- **Text segment**
To that I agree. He also advocates a major improvement to the inter-city Amtrak service using federal funds, and chastises the governors who rejected those funds from the FRA. Well, let's think about that more carefully.
We do know that there were actually only two above 150 mph projects on the eleven HSR corridor books; Florida and California, with the latter state the only survivor. Now, all the HSR money that hasn't come to California goes for Amtrak upgrades. Calling any of those high-speed rail is a stretch.
One of my biggest objections to this entire railroad exercise is the lack of truth. Everything we're told is hyperbole, distortion, omissions and an avoidance to say what's really behind this program. We've been hard at work trying to figure all that out. Our best reading is that it's not about the train. It's about government pork; that is, money.
The problem as Longman describes it sounds simple and soluble. It is not. There has to be a reason why Amtrak's service is the way it is, and Amtrak today is far less attractive than Longman paints it.
Except in the Northeast Corridor, Amtrak shares the tracks with the freight companies that own them. There's an inherent clash of scheduling priorities, driven by the fact that the freights are slower than the Amtrak passenger trains (though in many cases not that much). Who gives way for the other? Are there enough track sidings to permit by-passing that's convenient and not disruptive?

- **Given instruction 1**
In the passage on Amtrak service, rewrite the part starting with "The problem as" and going on through "and not disruptive?", changing "freight companies" to "freight railroads".

Labeled-object pointing rows:
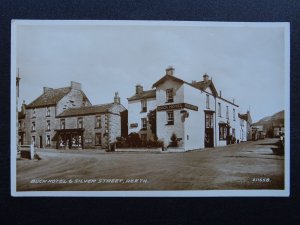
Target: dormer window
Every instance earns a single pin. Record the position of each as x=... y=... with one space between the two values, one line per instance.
x=169 y=95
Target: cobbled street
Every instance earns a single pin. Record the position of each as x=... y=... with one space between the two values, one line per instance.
x=245 y=166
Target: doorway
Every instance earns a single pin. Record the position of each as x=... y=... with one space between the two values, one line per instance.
x=209 y=129
x=41 y=141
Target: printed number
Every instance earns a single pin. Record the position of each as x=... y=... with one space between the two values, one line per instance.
x=261 y=179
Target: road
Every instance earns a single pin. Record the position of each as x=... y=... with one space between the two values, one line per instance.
x=244 y=166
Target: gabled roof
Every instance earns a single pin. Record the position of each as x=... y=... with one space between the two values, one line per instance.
x=51 y=97
x=87 y=110
x=203 y=85
x=167 y=77
x=143 y=95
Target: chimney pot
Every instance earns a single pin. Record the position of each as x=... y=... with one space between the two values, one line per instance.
x=75 y=85
x=45 y=89
x=170 y=71
x=138 y=89
x=205 y=77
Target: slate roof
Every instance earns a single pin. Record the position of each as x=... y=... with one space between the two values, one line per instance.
x=86 y=110
x=143 y=95
x=51 y=97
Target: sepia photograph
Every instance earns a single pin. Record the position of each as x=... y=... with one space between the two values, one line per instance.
x=150 y=108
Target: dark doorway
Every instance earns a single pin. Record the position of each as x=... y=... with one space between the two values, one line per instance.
x=209 y=129
x=41 y=142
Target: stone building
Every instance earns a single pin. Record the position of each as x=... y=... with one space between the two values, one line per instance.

- **Given instruction 2**
Turn the rows into a Markdown table, starting with the line containing "Target: chimney pot" and going on through the last line of the rows. Use the columns "No." and "Line", and leave out any blank lines.

- **Written response 1**
The problem as Longman describes it sounds simple and soluble. It is not. There has to be a reason why Amtrak's service is the way it is, and Amtrak today is far less attractive than Longman paints it.
Except in the Northeast Corridor, Amtrak shares the tracks with the freight railroads that own them. There's an inherent clash of scheduling priorities, driven by the fact that the freights are slower than the Amtrak passenger trains (though in many cases not that much). Who gives way for the other? Are there enough track sidings to permit by-passing that's convenient and not disruptive?

- **Written response 2**
| No. | Line |
|---|---|
| 1 | Target: chimney pot |
| 2 | Every instance earns a single pin. Record the position of each as x=... y=... with one space between the two values, one line per instance. |
| 3 | x=75 y=85 |
| 4 | x=45 y=89 |
| 5 | x=170 y=71 |
| 6 | x=138 y=89 |
| 7 | x=205 y=77 |
| 8 | Target: slate roof |
| 9 | Every instance earns a single pin. Record the position of each as x=... y=... with one space between the two values, one line per instance. |
| 10 | x=86 y=110 |
| 11 | x=143 y=95 |
| 12 | x=51 y=97 |
| 13 | Target: sepia photograph |
| 14 | Every instance earns a single pin. Record the position of each as x=... y=... with one space between the two values, one line per instance. |
| 15 | x=150 y=108 |
| 16 | Target: dark doorway |
| 17 | Every instance earns a single pin. Record the position of each as x=... y=... with one space between the two values, one line per instance. |
| 18 | x=209 y=129 |
| 19 | x=41 y=142 |
| 20 | Target: stone building |
| 21 | Every instance earns a single pin. Record the position of each as x=... y=... with one space between the two values, one line per instance. |